• ARTICLE
■ ■ ■ ■

Year 2, Month 5, Day 5 of this Writing in Public challenge.

First day of writing the novel Warm Springs: A Thunder Mountain Novel.

Yup, started a new novel tonight. I didn’t do anything with the start of the other novel. It’s just sitting there and I might go back to it at times. But clearly after finishing Lake Roosevelt: A Thunder Mountain Novel, I wasn’t done with the world just yet.

I’ll talk about that below

Rolled out of bed around 1:30 p.m. and ran like crazy from 2 p.m. until 5:30 p.m. doing business stuff, minus about a thirty minute exercise break.

By 5:30 I was sitting in a nice restaurant waiting for some other writers to show up to celebrate a birthday of a friend.

Home about 8 after a wonderful dinner. Prime rib the size of a roast. Most amazing thing I have ever seen. And wonderful tasting.

I had planned on going back up to the office to work, but after the prime rib and a margarita and the great company, I decided to just go home and watch the Ducks game. (University of Oregon Ducks football.) Even though it was no game, really, since the Ducks are just a machine, it was fun to watch. Going to be interesting to see what they do to Alabama in the national championship.

■ ■ ■ ■

• BRIEF A
In every row from the one containing "of the orange" down through the last row, replace "instance" with "occurrence". Give only those rows back, with nothing else altered.

■ ■ ■ ■

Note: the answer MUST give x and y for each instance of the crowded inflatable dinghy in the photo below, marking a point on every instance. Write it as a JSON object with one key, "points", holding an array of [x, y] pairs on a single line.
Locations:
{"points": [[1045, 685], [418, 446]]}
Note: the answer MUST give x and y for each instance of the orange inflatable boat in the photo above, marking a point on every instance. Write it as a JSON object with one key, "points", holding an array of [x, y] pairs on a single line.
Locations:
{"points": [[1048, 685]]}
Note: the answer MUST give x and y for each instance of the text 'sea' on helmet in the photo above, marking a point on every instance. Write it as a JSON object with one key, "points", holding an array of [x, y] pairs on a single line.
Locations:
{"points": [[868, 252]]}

■ ■ ■ ■

• BRIEF B
According to the journal entry, which novel did the writer begin that night?

• RESULT A
Note: the answer MUST give x and y for each occurrence of the orange inflatable boat in the photo above, marking a point on every occurrence. Write it as a JSON object with one key, "points", holding an array of [x, y] pairs on a single line.
Locations:
{"points": [[1048, 685]]}
Note: the answer MUST give x and y for each occurrence of the text 'sea' on helmet in the photo above, marking a point on every occurrence. Write it as a JSON object with one key, "points", holding an array of [x, y] pairs on a single line.
Locations:
{"points": [[868, 252]]}

• RESULT B
Warm Springs: A Thunder Mountain Novel